Aşağıdaki girdilerden "hill" sözcüğünü içeren her satırı ayıkla.

★ ★ ★ ★

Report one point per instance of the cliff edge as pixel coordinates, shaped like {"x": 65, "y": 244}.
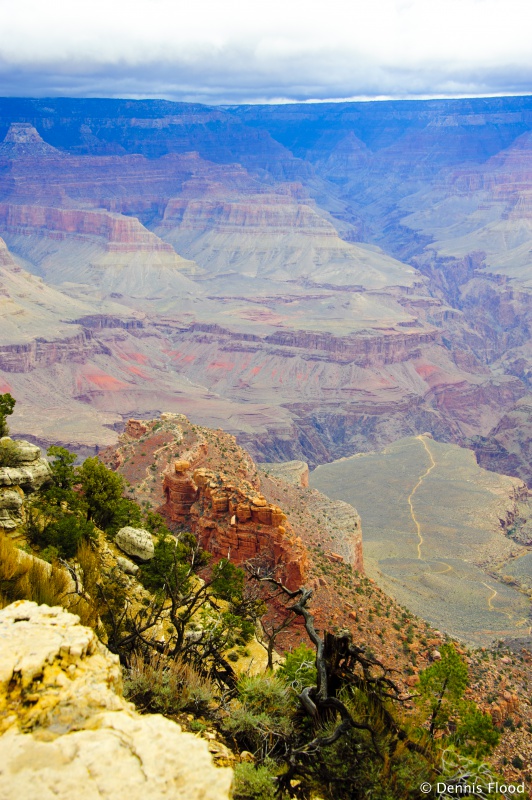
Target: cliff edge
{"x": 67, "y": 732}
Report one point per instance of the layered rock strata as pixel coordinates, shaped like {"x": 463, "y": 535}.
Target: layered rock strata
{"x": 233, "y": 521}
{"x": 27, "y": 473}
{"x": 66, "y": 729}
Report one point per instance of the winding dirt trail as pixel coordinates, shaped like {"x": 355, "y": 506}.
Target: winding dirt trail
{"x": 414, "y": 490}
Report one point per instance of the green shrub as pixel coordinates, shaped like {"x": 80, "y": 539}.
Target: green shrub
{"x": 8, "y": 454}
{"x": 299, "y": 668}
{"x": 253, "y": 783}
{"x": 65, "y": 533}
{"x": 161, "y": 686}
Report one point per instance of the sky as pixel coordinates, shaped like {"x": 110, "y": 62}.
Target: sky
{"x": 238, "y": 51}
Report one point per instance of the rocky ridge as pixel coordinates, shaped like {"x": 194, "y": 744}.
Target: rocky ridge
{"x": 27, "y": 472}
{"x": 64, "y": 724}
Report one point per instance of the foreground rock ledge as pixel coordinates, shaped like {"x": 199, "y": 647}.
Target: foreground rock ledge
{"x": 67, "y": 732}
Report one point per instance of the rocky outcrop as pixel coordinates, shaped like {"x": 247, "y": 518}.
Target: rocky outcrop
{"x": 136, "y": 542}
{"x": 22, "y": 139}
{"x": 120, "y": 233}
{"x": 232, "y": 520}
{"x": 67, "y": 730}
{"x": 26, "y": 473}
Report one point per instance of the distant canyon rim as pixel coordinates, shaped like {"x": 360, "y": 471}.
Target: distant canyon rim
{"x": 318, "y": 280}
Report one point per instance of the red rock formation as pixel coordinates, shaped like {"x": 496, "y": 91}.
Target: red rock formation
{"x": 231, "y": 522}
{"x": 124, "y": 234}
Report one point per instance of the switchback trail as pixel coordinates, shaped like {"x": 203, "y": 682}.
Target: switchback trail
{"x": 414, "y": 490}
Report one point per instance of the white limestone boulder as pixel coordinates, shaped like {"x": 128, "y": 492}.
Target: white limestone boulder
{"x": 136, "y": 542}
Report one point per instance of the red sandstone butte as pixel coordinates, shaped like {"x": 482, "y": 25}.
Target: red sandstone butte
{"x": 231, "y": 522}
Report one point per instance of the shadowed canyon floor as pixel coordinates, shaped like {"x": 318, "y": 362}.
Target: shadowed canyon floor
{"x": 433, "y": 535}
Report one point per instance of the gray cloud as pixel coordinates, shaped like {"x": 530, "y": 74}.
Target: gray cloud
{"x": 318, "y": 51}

★ ★ ★ ★

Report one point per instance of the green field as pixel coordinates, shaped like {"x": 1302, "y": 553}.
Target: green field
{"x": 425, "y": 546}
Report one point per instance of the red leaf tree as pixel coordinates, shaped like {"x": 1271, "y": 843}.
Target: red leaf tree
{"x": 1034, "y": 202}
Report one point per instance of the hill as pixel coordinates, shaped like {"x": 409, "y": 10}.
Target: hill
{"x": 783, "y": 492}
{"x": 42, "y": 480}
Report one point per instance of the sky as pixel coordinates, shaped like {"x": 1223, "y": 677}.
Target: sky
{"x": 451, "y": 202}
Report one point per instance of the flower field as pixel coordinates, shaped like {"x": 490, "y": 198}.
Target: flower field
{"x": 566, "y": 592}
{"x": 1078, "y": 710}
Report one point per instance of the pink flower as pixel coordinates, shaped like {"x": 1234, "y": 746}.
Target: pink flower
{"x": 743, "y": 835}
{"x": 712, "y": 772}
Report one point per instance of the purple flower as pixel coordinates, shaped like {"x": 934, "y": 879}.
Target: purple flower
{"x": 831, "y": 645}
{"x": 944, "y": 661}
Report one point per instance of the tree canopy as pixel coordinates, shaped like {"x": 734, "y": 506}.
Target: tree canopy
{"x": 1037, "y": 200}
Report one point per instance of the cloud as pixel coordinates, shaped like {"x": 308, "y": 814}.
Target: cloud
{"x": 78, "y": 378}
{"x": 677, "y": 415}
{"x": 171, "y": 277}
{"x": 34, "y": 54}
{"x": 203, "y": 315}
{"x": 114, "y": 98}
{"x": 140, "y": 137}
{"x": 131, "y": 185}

★ ★ ★ ★

• _Görevin yanıtı_
Report one point per instance of the hill as pixel coordinates, shaped like {"x": 409, "y": 10}.
Target: hill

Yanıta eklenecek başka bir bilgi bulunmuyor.